Beginning at the line that holds "Query: grey wall", restate each line exactly through the final line of the records. Include both of those lines.

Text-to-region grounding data
○ ○ ○ ○ ○ ○ ○

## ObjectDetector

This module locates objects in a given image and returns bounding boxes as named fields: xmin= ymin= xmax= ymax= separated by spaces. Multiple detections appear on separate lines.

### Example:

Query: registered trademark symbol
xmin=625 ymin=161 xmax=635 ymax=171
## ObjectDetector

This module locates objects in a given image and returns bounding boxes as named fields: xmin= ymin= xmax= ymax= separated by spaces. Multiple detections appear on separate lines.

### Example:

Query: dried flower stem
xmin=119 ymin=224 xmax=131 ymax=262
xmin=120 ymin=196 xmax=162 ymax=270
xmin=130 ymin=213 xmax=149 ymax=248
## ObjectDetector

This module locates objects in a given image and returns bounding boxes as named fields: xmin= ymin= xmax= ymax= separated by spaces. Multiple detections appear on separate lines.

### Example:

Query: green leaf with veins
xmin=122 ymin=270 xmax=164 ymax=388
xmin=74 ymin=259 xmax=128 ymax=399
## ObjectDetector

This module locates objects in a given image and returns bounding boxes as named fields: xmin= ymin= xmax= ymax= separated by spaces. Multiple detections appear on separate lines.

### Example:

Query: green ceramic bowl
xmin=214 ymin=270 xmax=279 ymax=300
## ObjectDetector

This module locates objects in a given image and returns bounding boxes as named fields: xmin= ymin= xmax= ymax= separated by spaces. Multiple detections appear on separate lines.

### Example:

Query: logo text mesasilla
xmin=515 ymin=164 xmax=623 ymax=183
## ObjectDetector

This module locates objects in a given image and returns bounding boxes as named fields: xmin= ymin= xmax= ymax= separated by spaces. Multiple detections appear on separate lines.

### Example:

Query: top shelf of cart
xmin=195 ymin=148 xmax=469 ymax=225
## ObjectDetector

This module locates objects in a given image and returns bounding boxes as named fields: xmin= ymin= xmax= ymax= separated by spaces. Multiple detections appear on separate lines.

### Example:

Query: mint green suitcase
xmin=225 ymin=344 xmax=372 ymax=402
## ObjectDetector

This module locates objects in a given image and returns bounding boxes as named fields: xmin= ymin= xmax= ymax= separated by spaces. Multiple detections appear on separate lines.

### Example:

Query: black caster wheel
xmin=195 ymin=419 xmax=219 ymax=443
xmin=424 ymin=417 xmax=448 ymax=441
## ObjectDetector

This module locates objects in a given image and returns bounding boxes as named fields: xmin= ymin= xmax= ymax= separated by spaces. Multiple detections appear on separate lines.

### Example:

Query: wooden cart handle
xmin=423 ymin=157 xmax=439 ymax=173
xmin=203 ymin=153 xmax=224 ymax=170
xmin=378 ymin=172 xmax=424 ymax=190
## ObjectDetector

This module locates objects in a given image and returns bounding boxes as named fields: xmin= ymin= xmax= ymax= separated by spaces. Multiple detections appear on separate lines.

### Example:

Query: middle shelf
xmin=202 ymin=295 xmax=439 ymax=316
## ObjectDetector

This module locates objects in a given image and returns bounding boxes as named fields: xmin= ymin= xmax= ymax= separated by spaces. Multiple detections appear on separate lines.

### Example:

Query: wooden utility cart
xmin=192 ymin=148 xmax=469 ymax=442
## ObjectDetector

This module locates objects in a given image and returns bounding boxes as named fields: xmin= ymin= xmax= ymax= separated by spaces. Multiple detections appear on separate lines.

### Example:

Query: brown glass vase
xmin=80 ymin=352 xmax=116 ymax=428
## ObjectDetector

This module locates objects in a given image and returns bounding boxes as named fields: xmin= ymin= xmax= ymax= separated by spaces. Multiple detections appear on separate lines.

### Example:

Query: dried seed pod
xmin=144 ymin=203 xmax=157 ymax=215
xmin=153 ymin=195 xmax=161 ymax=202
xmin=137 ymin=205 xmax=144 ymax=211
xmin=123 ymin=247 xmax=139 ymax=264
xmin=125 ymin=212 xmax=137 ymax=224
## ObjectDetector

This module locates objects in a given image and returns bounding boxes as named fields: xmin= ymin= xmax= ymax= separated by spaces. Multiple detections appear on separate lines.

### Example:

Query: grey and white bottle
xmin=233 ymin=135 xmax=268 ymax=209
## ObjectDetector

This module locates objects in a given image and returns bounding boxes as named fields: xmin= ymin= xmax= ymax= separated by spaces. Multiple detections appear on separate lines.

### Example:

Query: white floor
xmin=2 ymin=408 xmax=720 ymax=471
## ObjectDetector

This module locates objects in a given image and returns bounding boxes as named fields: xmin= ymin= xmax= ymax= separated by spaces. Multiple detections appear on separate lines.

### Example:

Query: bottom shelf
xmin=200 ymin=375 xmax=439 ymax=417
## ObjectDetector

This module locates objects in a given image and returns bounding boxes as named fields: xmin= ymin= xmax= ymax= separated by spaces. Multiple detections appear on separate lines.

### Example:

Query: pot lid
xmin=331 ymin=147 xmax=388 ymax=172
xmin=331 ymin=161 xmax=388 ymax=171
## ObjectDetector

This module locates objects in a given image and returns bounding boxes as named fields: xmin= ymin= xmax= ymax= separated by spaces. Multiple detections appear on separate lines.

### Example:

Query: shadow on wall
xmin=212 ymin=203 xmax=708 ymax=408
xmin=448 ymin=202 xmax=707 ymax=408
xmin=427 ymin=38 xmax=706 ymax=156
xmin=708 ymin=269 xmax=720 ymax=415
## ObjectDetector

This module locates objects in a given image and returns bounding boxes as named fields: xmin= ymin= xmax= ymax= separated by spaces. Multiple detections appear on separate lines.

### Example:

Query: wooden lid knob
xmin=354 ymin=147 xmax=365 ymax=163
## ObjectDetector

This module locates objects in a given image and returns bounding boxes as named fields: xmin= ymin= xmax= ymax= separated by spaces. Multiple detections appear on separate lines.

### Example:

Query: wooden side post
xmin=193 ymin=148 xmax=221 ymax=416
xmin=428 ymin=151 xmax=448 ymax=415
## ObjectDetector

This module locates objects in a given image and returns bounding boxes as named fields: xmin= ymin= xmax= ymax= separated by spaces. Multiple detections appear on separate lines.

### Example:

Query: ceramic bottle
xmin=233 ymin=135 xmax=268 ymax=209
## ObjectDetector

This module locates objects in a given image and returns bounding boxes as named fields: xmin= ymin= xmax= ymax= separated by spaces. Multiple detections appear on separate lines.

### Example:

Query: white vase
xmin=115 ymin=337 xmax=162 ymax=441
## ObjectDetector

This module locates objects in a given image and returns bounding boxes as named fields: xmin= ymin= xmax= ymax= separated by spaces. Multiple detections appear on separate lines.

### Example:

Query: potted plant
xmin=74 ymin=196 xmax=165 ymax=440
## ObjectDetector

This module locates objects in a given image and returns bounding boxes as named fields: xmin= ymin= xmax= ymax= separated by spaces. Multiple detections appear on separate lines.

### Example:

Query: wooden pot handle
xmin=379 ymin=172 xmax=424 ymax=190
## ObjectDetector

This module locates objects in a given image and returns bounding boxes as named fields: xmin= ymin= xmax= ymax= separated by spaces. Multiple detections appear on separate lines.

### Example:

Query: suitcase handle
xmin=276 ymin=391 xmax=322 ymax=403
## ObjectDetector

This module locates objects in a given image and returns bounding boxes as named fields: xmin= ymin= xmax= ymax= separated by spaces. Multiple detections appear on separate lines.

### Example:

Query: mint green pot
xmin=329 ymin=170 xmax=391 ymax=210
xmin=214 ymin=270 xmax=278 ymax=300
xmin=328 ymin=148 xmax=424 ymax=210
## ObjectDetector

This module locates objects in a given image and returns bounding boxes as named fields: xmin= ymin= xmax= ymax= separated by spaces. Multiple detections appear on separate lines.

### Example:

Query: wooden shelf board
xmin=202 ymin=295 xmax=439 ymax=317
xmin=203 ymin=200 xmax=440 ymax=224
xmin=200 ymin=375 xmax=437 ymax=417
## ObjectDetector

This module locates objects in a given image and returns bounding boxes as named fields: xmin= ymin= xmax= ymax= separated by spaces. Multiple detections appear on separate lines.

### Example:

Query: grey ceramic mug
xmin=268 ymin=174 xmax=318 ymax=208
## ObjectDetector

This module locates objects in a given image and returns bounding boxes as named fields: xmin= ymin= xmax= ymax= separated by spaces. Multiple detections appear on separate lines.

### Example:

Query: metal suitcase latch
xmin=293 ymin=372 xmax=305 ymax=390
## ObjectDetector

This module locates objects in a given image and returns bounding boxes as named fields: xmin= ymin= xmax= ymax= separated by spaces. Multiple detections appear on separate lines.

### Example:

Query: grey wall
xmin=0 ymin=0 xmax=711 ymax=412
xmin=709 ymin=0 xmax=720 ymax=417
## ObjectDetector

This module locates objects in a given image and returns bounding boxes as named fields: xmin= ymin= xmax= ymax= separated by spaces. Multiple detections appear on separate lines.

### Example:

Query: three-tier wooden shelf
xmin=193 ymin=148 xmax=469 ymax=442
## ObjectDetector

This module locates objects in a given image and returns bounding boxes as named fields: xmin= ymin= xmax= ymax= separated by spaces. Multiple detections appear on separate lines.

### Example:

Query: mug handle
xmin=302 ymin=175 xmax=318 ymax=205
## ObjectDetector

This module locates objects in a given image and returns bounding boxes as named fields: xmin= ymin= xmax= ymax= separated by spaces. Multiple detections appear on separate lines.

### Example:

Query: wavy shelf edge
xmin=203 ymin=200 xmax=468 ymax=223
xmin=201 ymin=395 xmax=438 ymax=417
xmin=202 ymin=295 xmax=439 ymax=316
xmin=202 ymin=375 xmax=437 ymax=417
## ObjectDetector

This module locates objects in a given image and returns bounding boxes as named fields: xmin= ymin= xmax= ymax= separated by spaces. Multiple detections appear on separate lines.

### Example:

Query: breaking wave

○ ○ ○ ○ ○ ○ ○

## Answer below
Query: grey wall
xmin=0 ymin=0 xmax=711 ymax=412
xmin=709 ymin=0 xmax=720 ymax=417
## ObjectDetector

This module locates objects in a given image and returns bounding boxes as named fields: xmin= ymin= xmax= ymax= separated by spaces. Multiple detections appear on separate lines.

### Example:

Query: three-tier wooden shelf
xmin=193 ymin=148 xmax=469 ymax=442
## ObjectDetector

This module locates objects in a given image and returns bounding boxes as named fields: xmin= ymin= xmax= ymax= separated by spaces. Multiple detections appear on separate lines.

### Example:

Query: mug handle
xmin=302 ymin=175 xmax=318 ymax=205
## ObjectDetector

This module locates objects in a given image and returns bounding boxes as named fields: xmin= ymin= xmax= ymax= separated by spaces. Multiple detections appear on separate lines.

### Example:

Query: wavy shelf edge
xmin=203 ymin=200 xmax=468 ymax=223
xmin=201 ymin=395 xmax=438 ymax=417
xmin=202 ymin=295 xmax=439 ymax=316
xmin=202 ymin=375 xmax=437 ymax=417
## ObjectDetector

This module locates objects in a given image and returns bounding boxes as named fields: xmin= ymin= xmax= ymax= separated by spaces. Multiple detections appear on separate lines.

### Example:

Query: breaking wave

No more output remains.